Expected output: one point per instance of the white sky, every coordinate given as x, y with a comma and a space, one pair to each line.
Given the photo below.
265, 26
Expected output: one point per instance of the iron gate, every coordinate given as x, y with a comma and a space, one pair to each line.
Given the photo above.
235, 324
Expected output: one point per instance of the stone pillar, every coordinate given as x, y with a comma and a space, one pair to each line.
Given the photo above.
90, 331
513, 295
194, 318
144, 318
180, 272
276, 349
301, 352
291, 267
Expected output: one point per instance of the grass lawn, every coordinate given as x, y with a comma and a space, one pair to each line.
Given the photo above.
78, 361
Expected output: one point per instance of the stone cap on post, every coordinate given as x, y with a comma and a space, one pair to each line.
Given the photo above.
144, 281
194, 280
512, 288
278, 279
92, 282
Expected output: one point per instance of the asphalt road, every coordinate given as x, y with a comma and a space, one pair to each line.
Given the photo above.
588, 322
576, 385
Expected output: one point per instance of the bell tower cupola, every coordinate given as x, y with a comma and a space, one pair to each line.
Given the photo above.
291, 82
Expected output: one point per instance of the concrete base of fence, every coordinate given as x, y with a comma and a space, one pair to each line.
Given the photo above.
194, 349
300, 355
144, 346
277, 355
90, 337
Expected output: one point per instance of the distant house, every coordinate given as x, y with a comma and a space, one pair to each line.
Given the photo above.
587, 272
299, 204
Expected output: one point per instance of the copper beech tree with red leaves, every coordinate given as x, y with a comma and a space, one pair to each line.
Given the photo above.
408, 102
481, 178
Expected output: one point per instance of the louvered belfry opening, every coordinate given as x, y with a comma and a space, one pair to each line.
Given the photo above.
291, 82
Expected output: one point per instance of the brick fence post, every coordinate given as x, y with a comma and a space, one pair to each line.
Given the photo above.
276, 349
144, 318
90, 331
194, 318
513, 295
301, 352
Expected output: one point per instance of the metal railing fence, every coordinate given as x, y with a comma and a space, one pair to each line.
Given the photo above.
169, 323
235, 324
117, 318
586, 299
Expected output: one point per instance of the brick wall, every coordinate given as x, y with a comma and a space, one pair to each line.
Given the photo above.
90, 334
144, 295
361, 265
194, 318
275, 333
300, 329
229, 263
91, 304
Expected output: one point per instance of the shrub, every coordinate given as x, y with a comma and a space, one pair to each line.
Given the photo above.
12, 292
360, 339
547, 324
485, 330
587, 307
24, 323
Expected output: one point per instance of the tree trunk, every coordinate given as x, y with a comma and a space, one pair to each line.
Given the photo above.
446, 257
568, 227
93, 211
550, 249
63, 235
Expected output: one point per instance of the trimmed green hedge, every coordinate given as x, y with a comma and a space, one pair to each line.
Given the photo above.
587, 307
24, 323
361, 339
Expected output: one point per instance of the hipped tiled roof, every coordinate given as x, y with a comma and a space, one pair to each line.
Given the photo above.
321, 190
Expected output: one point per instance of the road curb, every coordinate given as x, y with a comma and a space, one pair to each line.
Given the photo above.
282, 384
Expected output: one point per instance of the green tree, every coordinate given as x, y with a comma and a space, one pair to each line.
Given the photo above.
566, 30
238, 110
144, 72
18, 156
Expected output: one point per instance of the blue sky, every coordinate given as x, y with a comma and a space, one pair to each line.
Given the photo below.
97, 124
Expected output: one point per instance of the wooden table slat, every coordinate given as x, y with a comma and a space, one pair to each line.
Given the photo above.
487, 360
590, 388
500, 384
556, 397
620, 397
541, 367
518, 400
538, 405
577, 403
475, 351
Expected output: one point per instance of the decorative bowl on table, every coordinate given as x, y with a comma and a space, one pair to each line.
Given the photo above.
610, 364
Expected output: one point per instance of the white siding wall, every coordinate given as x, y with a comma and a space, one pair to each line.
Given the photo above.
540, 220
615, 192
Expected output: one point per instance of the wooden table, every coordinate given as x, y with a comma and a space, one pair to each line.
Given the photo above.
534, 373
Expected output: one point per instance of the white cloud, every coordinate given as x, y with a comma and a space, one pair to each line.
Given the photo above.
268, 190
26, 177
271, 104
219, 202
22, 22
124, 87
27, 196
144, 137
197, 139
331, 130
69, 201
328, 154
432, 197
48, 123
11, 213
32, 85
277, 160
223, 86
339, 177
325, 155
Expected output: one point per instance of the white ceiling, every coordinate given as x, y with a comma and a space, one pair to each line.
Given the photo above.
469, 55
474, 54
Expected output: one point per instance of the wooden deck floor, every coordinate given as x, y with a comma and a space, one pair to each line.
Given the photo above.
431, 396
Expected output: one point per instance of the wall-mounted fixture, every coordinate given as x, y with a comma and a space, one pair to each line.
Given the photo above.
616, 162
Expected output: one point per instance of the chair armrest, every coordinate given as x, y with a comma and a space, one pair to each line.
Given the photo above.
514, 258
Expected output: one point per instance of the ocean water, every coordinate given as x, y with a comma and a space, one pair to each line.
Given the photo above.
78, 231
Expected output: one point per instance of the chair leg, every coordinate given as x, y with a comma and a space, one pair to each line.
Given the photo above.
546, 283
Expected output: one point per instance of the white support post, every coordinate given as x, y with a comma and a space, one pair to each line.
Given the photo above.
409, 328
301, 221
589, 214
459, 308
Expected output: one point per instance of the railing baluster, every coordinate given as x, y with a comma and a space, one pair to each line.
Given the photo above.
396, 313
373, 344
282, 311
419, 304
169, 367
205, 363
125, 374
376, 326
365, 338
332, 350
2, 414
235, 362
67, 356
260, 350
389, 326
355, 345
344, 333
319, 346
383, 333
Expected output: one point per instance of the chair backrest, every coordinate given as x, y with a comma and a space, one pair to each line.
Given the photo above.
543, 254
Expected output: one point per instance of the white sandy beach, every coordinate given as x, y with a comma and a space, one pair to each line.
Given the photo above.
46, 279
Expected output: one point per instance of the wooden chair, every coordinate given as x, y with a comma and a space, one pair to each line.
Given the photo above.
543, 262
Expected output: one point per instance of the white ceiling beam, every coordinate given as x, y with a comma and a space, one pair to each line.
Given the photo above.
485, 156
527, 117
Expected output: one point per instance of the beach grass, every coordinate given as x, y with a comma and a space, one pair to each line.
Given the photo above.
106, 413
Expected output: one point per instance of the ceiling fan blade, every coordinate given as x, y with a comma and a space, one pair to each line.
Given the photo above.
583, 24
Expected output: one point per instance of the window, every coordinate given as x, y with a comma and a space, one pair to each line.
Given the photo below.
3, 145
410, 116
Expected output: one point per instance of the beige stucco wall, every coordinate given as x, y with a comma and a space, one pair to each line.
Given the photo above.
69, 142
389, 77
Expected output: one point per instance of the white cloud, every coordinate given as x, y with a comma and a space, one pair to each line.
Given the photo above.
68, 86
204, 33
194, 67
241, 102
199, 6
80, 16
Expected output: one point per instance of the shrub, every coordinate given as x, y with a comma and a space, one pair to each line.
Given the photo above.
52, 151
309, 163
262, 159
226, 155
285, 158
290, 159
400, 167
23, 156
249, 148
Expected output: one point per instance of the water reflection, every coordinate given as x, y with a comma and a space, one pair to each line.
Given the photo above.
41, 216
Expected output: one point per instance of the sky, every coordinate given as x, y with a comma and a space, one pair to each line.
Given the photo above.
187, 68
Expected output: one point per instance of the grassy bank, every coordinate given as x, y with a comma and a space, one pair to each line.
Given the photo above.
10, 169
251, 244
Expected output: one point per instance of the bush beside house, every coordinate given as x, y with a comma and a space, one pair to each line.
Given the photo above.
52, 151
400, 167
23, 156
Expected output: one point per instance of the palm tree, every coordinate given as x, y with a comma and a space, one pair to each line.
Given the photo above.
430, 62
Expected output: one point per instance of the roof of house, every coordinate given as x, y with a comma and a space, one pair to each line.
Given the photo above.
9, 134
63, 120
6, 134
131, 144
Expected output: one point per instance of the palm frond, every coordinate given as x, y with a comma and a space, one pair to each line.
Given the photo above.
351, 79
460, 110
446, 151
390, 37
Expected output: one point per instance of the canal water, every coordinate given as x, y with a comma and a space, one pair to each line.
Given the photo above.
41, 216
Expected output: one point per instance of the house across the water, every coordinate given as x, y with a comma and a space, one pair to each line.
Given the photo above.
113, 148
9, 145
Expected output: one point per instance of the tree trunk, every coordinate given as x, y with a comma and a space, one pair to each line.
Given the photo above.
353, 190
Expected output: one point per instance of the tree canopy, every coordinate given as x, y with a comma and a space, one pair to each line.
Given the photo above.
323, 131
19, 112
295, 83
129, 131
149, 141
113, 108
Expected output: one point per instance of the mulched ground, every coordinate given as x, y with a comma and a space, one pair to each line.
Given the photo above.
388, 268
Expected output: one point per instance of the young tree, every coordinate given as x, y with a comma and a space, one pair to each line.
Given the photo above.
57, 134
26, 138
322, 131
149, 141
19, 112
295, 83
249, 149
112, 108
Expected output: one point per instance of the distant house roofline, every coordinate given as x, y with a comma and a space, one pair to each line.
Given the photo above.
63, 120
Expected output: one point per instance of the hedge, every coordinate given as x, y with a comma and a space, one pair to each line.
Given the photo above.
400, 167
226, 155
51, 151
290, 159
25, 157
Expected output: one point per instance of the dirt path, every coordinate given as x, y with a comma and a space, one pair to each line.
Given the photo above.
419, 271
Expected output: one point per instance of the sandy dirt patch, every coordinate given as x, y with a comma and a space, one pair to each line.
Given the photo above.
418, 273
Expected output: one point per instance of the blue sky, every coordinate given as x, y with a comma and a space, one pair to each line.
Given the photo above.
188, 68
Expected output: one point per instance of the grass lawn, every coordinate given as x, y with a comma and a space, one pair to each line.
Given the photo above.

:::::

Exercise brief: Return the lines beginning at the one that contains "Expected output: one point per instance of the sandy" and continuing through the last line of the data, exactly as they stand and without any others.

Right answer:
Expected output: one point per instance of the sandy dirt patch, every coordinate given as x, y with a comma and a space, one pair to each line.
Given the photo above.
418, 273
Expected output: one point per instance of the blue sky, every coordinate given as x, y with a comma and a space, one pair to each line.
Given the photo above.
188, 68
Expected output: one point per instance of the grass lawn, every coordinate given as x, y with a comma and a space, one pair to each line.
Given the photo above.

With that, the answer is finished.